• Page text:
——
Ecosyste.ms: Awesome

An open API service indexing awesome lists of open source software.

Awesome Lists | Featured Topics | Projects

https://github.com/MachineLearningSystem/AutoMoE

AutoMoE: Neural Architecture Search for Efficient Sparsely Activated Transformers
https://github.com/MachineLearningSystem/AutoMoE

Last synced: 9 days ago
JSON representation

AutoMoE: Neural Architecture Search for Efficient Sparsely Activated Transformers

Awesome Lists containing this project

README

        

# AutoMoE: Neural Architecture Search for Efficient Sparsely Activated Transformers

This repository contains code, data and pretrained models used in [AutoMoE (pre-print)](https://arxiv.org/abs/2210.07535). This repository builds on [Hardware Aware Transformer (HAT)'s repository](https://github.com/mit-han-lab/hardware-aware-transformers).

## AutoMoE Framework
![AutoMoE Framework](images/framework.png)

## AutoMoE Key Result

The following table shows the performance of AutoMoE vs. baselines on standard machine translation benchmarks: WMT'14 En-De, WMT'14 En-Fr and WMT'19 En-De.
——
[Saved entries]
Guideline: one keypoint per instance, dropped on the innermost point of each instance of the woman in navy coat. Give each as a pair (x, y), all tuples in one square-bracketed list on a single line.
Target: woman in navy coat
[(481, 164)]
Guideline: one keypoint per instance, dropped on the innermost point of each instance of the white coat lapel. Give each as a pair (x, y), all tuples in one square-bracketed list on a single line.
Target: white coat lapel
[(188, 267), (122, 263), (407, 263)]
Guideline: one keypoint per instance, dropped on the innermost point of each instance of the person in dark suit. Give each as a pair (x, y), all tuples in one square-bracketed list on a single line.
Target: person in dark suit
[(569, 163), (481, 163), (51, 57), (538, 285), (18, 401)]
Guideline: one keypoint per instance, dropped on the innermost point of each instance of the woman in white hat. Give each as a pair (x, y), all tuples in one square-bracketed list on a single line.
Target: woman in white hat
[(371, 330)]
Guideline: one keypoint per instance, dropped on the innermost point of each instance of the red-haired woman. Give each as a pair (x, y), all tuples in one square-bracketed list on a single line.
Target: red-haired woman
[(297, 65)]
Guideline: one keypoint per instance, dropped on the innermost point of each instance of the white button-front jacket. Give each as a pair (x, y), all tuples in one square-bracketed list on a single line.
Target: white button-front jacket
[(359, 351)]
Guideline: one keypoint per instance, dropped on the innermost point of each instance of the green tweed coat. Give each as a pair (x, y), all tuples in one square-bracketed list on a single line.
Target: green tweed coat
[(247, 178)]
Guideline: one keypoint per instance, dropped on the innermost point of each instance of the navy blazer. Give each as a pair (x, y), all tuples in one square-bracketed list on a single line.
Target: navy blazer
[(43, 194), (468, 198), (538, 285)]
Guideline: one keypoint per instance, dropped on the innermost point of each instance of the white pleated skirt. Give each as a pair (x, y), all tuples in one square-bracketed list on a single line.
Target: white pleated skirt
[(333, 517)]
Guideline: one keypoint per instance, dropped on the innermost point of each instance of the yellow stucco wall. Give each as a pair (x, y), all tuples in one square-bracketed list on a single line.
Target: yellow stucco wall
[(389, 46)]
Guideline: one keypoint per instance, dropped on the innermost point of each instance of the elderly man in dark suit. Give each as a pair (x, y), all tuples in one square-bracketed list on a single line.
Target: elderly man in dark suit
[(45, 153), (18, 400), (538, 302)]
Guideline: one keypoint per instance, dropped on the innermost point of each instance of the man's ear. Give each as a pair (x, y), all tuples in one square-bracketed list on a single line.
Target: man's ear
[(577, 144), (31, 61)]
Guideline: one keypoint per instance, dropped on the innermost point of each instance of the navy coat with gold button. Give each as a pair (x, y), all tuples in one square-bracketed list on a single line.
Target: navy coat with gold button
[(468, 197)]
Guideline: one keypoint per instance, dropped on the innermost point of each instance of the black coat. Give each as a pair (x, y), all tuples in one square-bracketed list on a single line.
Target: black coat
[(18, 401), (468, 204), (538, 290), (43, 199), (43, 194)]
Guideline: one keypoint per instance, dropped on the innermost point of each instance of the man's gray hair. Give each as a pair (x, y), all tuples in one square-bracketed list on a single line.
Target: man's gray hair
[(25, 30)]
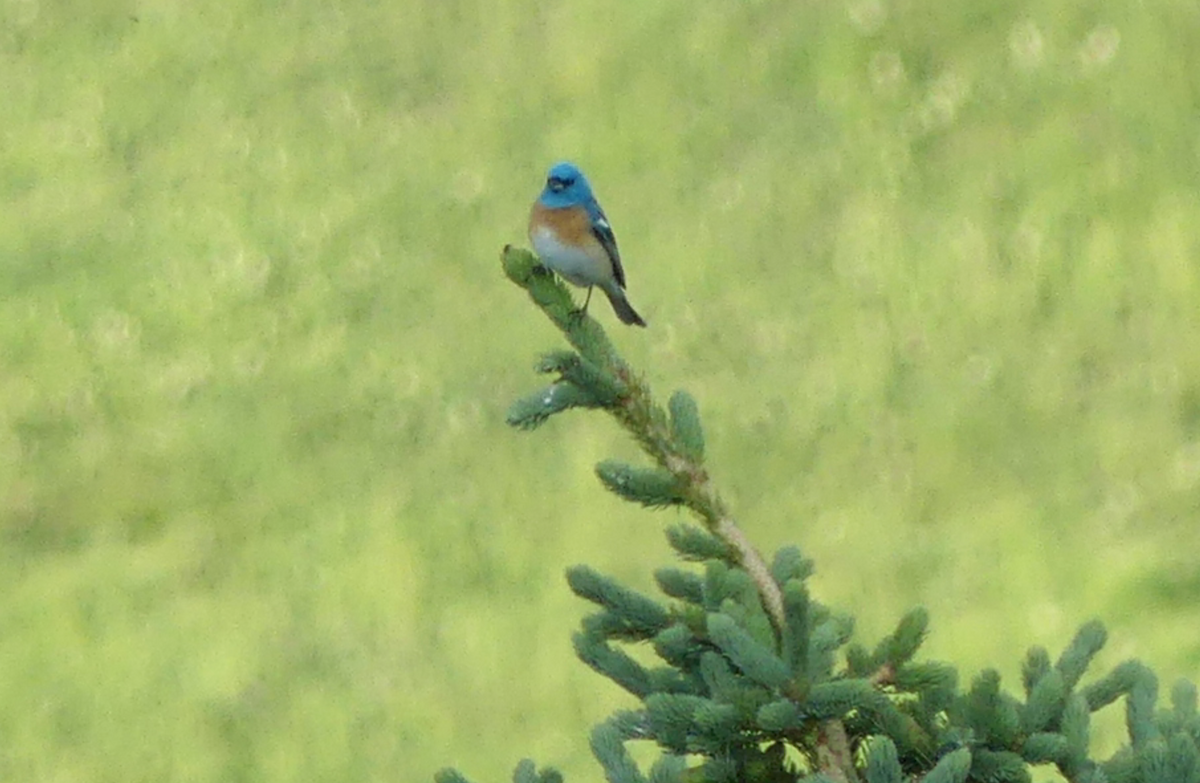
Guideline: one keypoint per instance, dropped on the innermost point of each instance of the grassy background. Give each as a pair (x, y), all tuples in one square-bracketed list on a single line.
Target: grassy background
[(930, 270)]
——
• Short exercise 1: On the AutoMoE page, whose repository does this repository build on?
• Short exercise 2: From the AutoMoE page, return the part that opens with the words containing "This repository contains" and closes with "and WMT'19 En-De.".
None of the saved data is needed here.

• Problem solution 1: It builds on Hardware Aware Transformer (HAT)'s repository.

• Problem solution 2:
This repository contains code, data and pretrained models used in [AutoMoE (pre-print)](https://arxiv.org/abs/2210.07535). This repository builds on [Hardware Aware Transformer (HAT)'s repository](https://github.com/mit-han-lab/hardware-aware-transformers).

## AutoMoE Framework
![AutoMoE Framework](images/framework.png)

## AutoMoE Key Result

The following table shows the performance of AutoMoE vs. baselines on standard machine translation benchmarks: WMT'14 En-De, WMT'14 En-Fr and WMT'19 En-De.